= Direction =
Find every line in the records that contains the string "snow" and copy each one in full. Match uppercase and lowercase exactly.

= Extracted data =

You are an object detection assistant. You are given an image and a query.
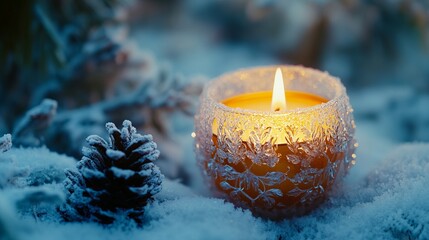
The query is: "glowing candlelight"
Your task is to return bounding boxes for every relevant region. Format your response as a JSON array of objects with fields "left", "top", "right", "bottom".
[
  {"left": 271, "top": 68, "right": 286, "bottom": 112},
  {"left": 195, "top": 66, "right": 356, "bottom": 219}
]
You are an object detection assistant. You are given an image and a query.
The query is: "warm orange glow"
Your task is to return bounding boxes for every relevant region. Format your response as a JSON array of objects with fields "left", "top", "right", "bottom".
[{"left": 271, "top": 68, "right": 286, "bottom": 112}]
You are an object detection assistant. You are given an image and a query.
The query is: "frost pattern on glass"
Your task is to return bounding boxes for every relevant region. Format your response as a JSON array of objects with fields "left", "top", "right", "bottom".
[{"left": 195, "top": 67, "right": 355, "bottom": 219}]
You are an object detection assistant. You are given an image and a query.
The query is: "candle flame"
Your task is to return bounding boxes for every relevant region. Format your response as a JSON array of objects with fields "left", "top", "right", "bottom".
[{"left": 271, "top": 68, "right": 286, "bottom": 112}]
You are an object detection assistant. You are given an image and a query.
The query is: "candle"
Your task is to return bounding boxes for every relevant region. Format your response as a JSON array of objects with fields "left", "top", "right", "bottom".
[{"left": 195, "top": 67, "right": 355, "bottom": 219}]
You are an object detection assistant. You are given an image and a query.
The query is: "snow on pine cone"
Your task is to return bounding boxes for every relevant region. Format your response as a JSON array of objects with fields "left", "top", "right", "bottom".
[{"left": 60, "top": 120, "right": 163, "bottom": 224}]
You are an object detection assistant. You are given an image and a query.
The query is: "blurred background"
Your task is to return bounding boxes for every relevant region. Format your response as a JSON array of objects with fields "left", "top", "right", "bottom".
[{"left": 0, "top": 0, "right": 429, "bottom": 188}]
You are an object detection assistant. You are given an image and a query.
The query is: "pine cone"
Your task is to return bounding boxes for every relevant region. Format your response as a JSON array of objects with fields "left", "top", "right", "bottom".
[{"left": 61, "top": 120, "right": 163, "bottom": 224}]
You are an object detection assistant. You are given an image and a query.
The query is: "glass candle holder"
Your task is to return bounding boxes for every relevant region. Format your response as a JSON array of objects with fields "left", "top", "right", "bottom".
[{"left": 195, "top": 66, "right": 357, "bottom": 219}]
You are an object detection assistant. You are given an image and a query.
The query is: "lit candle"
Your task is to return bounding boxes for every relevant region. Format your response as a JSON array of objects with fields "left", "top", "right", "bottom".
[{"left": 196, "top": 67, "right": 354, "bottom": 219}]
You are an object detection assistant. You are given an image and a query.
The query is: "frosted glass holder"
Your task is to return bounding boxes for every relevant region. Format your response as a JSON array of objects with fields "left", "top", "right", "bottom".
[{"left": 195, "top": 66, "right": 357, "bottom": 219}]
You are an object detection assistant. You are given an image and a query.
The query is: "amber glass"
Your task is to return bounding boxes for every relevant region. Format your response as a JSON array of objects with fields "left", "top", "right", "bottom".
[{"left": 195, "top": 66, "right": 356, "bottom": 219}]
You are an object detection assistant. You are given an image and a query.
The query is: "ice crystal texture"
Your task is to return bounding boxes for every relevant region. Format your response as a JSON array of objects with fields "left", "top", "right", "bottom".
[{"left": 195, "top": 66, "right": 355, "bottom": 218}]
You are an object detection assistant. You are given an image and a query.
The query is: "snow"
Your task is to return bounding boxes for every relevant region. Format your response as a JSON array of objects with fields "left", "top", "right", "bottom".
[
  {"left": 0, "top": 0, "right": 429, "bottom": 240},
  {"left": 0, "top": 132, "right": 429, "bottom": 240}
]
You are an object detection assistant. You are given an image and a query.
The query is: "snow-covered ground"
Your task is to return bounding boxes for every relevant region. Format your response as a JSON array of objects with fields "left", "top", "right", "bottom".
[{"left": 0, "top": 85, "right": 429, "bottom": 240}]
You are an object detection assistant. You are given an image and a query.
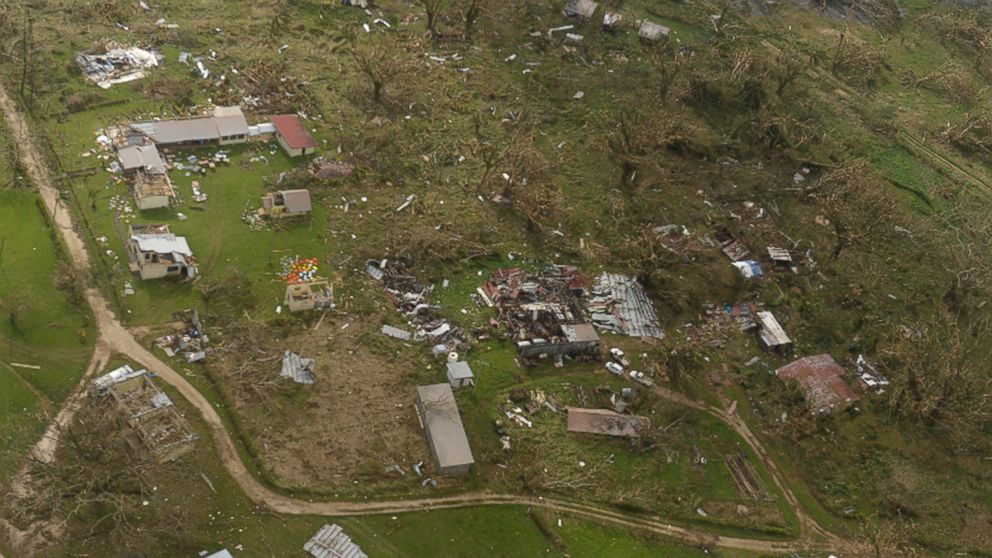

= The reply =
The query is: "snow on pine cone"
The query is: "snow"
The query is: "snow-covered ground"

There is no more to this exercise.